### Available records

--

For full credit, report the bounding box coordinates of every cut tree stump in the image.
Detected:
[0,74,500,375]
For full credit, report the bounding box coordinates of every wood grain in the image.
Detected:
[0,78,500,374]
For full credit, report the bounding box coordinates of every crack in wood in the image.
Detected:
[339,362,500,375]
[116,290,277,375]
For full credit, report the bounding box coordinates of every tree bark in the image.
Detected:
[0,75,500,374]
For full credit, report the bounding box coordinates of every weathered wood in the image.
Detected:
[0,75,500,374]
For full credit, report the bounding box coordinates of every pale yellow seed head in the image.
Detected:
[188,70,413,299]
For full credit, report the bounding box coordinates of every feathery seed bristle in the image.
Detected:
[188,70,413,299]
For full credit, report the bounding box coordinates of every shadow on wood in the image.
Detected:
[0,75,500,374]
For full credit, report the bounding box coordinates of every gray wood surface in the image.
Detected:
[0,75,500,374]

--

### Task
Could you write out the stretch from the line containing "surface in the image." through the end of the rows in full, shifting every bounding box coordinate by -32?

### Finished answer
For full credit, report the bounding box coordinates of every gray wood surface in the image.
Detected:
[-32,43,468,342]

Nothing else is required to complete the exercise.